## What this exercise asks:
a - Transcribe part of the agreement excerpt, beginning at the words "NOW THEREFORE, in" and stopping after the words "1.                                       Operational Benefits.".
b - In the agreement excerpt, in which county's circuit court were the lawsuits by William J. and Harriet J. Ball filed?

## Text section:
************

B.                                     On the Effective Date, Borrower, GTA-IB, Chicago Title Insurance Company (the “Escrow Agent”) and certain other parties shall enter into a defense and escrow agreement, to establish Borrower and GTA-IB’s respective rights and obligations with respect to (i) the defense of the Lawsuits (defined below), and (ii) the use and distribution of proceeds from any sale of certain real property by Borrower, as more particularly set forth in such agreement (the “Defense and Escrow Agreement”) in conjunction with the Settlement Agreement;

 

C.                                     Borrower and other entities are currently defending those certain lawsuits filed by William J. and Harriet J. Ball, et al., on behalf of themselves and other similarly situated parties, in the Circuit Court for the Sixth Judicial Circuit in Pinellas County, Florida, Case Numbers 99-7532-CI-007 and/or 01-008582-CI-015 (the “Ball Claims”), and may in the future defend other claims which are brought (or could have been brought) against Borrower (including claims brought by intervenors in the same Lawsuit), and which derive from or relate to the same facts and circumstances as the Ball Claims (collectively, such additional claims are referred to as the “Related Claims,” each such claim is individually a “Related Claim”) (collectively the Ball Claims and the Related Claims, and any appeals thereof, are referred to as the “Lawsuits;” and each of the Ball Claims and the Related Claims, and any appeal thereof, is individually a “Lawsuit”);

 

D.                                    The settlement of the Lawsuits may require, among other things, the granting of certain operational benefits to those plaintiffs in the Lawsuits (or to those who have intervened or seek to intervene in one or more Lawsuits) (collectively, such plaintiffs and intervenors are referred to as the “Plaintiffs;” and each is individually a “Plaintiff”), subject to the settlement of the Lawsuits; and

 

E.                                      The items set forth on Attachment 1 attached hereto, together with the reasonable related costs associated with the granting of such items, are together defined as the “Operational Benefits.

 



 

NOW THEREFORE, in consideration of the foregoing premises, the covenants in this Agreement and other good and valuable consideration, the receipt and sufficiency of which are hereby acknowledged, the Parties hereby agree as follows:

 

1.                                       Operational Benefits.

************

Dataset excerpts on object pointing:
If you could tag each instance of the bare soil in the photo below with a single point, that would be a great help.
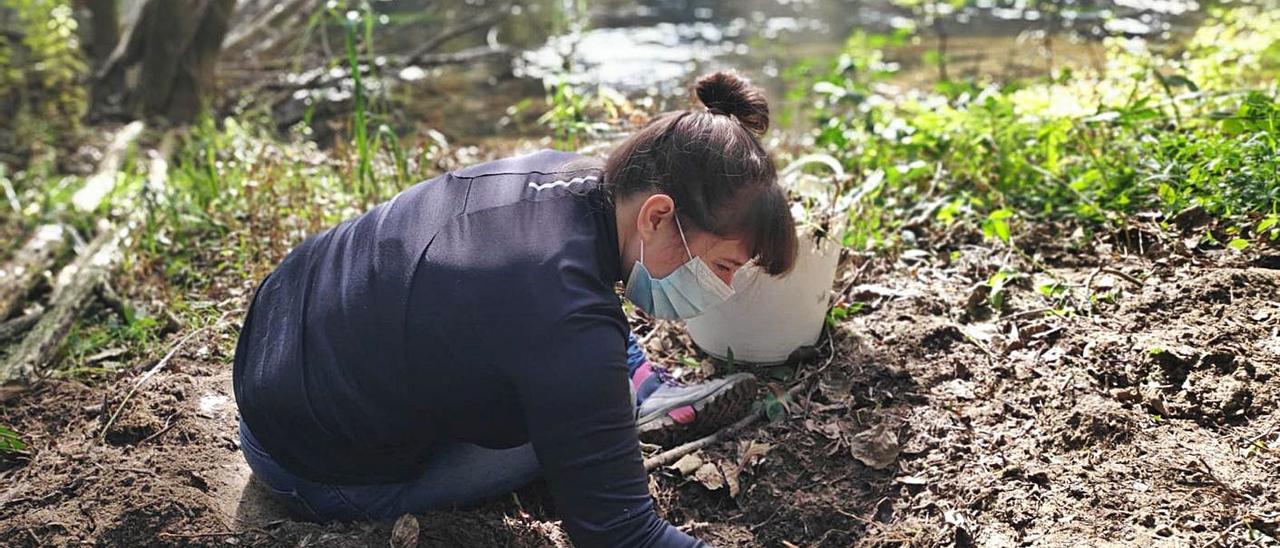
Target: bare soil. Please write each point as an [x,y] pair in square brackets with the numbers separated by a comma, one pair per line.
[1148,418]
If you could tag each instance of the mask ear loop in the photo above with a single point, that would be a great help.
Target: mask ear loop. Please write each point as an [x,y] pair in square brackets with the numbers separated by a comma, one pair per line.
[681,238]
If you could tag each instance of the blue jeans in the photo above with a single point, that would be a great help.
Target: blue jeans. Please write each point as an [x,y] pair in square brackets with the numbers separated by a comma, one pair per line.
[458,474]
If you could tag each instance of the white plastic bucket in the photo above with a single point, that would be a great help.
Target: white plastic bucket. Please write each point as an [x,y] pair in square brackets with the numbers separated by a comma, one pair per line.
[769,318]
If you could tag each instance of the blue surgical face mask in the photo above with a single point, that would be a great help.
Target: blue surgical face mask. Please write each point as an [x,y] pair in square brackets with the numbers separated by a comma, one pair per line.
[690,290]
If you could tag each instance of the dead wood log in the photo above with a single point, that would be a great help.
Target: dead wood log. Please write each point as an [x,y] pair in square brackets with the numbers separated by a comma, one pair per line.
[103,181]
[23,272]
[85,275]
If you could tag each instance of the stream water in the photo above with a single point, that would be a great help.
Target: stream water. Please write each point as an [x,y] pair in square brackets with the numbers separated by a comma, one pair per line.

************

## Task-by-task answers:
a -
NOW THEREFORE, in consideration of the foregoing premises, the covenants in this Agreement and other good and valuable consideration, the receipt and sufficiency of which are hereby acknowledged, the Parties hereby agree as follows:

 

1.                                       Operational Benefits.

b - Pinellas County, Florida